- **Given instruction**: What you return should match every record exactly, with the images removed.

- **Some records**:
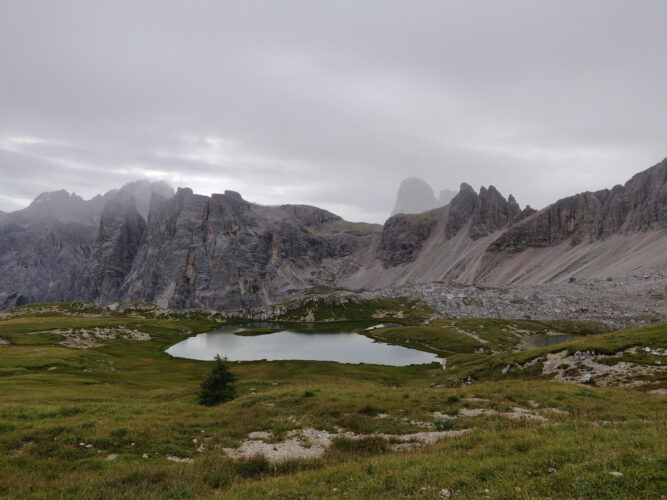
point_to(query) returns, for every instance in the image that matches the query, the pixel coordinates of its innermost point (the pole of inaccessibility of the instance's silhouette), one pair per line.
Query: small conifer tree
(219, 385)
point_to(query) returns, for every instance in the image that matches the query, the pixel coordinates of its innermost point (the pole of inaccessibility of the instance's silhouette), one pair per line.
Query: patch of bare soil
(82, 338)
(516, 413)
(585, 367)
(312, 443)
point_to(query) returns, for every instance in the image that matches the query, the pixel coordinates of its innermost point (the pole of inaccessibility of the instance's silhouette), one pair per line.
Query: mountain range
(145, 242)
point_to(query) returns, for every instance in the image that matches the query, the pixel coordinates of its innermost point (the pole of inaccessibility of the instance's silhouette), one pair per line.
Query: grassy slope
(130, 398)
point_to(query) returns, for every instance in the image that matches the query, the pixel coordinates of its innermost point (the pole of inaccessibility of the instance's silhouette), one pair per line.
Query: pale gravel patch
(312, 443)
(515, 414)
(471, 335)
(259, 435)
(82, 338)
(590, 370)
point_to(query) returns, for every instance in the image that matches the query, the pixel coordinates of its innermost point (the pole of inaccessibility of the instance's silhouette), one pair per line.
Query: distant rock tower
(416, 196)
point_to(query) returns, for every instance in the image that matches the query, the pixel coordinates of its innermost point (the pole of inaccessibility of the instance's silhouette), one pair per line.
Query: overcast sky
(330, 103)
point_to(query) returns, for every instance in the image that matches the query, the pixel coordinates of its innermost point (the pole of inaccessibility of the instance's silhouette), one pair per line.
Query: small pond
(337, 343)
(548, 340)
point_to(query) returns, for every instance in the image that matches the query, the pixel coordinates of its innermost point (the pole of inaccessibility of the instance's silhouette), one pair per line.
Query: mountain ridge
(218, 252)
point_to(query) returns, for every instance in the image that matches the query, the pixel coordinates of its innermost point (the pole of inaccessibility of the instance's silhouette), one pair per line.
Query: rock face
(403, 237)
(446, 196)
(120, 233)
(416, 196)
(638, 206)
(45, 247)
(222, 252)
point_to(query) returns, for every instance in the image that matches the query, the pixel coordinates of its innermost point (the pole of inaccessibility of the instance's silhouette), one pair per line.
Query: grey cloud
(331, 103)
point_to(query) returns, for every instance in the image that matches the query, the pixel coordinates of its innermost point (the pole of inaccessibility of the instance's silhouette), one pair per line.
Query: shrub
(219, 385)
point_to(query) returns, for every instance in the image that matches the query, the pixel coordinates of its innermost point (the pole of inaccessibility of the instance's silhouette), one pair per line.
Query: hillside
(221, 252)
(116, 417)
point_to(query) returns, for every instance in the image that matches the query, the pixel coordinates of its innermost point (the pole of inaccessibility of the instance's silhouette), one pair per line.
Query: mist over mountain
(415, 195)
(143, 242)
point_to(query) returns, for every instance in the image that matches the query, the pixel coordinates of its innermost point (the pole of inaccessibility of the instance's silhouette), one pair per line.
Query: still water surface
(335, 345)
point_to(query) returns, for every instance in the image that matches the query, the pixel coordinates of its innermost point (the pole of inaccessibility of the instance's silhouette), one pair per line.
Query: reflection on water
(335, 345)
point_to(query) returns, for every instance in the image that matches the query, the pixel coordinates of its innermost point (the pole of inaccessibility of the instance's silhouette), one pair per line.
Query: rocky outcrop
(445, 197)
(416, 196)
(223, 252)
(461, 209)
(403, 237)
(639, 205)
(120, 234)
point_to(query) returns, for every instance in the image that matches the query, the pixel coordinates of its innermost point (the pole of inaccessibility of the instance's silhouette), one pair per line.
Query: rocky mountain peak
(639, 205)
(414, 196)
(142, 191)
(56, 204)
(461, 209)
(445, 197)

- **Solution to the problem**:
point_to(query) returns, for every instance in the image that matches the query, the pixel coordinates of its innermost point (the pole of inaccessibility of the instance's silhouette), one pair per line.
Query: small conifer tree
(219, 385)
point_to(query) returns, for every instance in the image that matches the query, the pixel coordinates of its innermost point (the pole of inaccessibility of the instance's silhouette), one pair per line.
Query: patch of bare soil
(82, 338)
(516, 413)
(585, 367)
(312, 443)
point_to(query) returns, for every instance in the image that matches the query, the pixel coordinates of its innermost point (the pole of inaccessibility of the instance's silhouette), one pair per line.
Query: mountain range
(145, 242)
point_to(query) returns, for every instance in the image that matches the query, the pixel coordinates of its innermost point (the pole of inaccessibility of the instance's silhouette), one pair per line.
Query: grassy slope
(130, 398)
point_to(query) returns, for every instance in the image that matches the query, the pixel coordinates of its innermost point (the pole of inaccessibility of the instance's silhouette), one pair per line.
Query: pale gravel patch
(312, 443)
(515, 414)
(471, 335)
(259, 435)
(82, 338)
(590, 370)
point_to(query) returns, for every instance in the image that matches the query, the pixel coordinates of its innermost point (the pole of inaccessibility of the instance's silhouette), one pair per line.
Query: distant rock tower
(416, 196)
point_to(query) returns, for every instance in the image that matches the query, the pixel coordinates of its innermost point (the pole of inaccessibility of the instance's silhouette), one pair per line.
Query: overcast sky
(330, 103)
point_to(query) returns, for every instance in the image that matches the query, the pixel coordinates of its innermost point (the pole of inaccessibility of the instance's silhouette), one pair per line.
Query: small pond
(337, 343)
(548, 340)
point_to(query) returns, for every instance in the image that matches the query, the pixel coordinates of its innermost point (the pole of inaccessibility of the instance's silhouette), one pair per line.
Query: mountain ridge
(218, 252)
point_to(query) returns, for every instance in the image that matches the query, the pixel coordinates of its innermost point (the pole of inaccessibility of the instance's silhouette), one pair per line.
Query: rock face
(403, 237)
(446, 196)
(120, 233)
(416, 196)
(638, 206)
(45, 247)
(222, 252)
point_to(query) returns, for every instance in the image that matches the query, the pixel coordinates of its innermost point (the pole of inaccessibility of the instance's silhouette), one pair per line.
Query: grey cloud
(331, 103)
point_to(query) returns, for every instance in the image that matches the query, the pixel coordinates of its innermost point (the pole of inaccessibility of the instance's silhouette), one pair per line.
Query: shrub
(219, 385)
point_to(query) returns, for every instance in the image that matches the query, the pixel coordinates of its innermost point (the pole of inaccessibility of the instance's silhouette), one pair per line.
Query: hillside
(221, 252)
(116, 417)
point_to(query) returns, for every instance in the image that matches the query, the pixel coordinates of its innermost point (the pole of inaccessibility of the instance's silhouette), one pair per line.
Query: mist over mountain
(415, 195)
(143, 242)
point_to(query) returns, for every instance in the image that matches the query, the pixel coordinates of its innermost point (the pole of inaccessibility of the instance's silhouette), one pair per line.
Query: still water surface
(335, 345)
point_to(query) returns, for every instance in the image that matches the query, the pixel coordinates of its innermost point (the pole of inaccessibility of the instance's silhouette), one pair per line.
Query: reflection on water
(335, 345)
point_to(query) returns, for every instance in the image that matches the query, the pixel coordinates of its innermost point (the pole of inaccessibility of the instance's silhouette), one pair per line.
Query: rocky outcrop
(445, 197)
(416, 196)
(223, 252)
(461, 209)
(403, 237)
(639, 205)
(120, 234)
point_to(query) returns, for every instance in the image that matches the query, the pixel coordinates of its innermost point (the pole of inaccessibility of the instance's silhouette), one pair per line.
Query: rocky mountain peak
(639, 205)
(414, 196)
(142, 191)
(56, 204)
(461, 209)
(445, 197)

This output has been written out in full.